Natural-language object grounding data
════════════════════

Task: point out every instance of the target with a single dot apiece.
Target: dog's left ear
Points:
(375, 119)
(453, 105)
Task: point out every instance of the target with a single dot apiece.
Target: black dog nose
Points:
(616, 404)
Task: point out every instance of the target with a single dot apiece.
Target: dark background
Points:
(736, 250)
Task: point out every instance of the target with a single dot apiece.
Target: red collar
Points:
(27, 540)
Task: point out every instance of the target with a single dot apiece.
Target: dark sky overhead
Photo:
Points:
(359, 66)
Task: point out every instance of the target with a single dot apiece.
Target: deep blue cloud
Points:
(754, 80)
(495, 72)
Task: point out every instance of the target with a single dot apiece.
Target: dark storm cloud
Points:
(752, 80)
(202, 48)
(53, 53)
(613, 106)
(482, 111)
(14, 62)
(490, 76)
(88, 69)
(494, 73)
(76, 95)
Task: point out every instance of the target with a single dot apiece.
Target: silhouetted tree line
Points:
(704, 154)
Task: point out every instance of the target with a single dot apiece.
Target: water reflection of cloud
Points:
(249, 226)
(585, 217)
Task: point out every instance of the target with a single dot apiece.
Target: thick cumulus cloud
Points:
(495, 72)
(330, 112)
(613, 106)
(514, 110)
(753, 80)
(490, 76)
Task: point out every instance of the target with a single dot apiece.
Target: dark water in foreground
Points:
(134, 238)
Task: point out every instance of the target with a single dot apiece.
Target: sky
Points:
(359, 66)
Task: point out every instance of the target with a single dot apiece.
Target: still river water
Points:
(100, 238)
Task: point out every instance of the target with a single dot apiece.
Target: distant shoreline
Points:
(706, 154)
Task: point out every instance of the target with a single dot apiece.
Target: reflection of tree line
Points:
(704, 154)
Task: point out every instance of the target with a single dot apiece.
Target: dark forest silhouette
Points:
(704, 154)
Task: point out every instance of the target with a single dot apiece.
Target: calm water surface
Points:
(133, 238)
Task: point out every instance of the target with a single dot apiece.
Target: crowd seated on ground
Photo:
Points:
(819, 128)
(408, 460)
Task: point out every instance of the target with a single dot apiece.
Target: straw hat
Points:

════════════════════

=== WHAT THE TASK REQUIRES ===
Search the records above for the string "water". Report each line that has it.

=== RESULT FOR THIS TASK ===
Target: water reflection of cloud
Target: dark water in foreground
Target: still river water
Target: calm water surface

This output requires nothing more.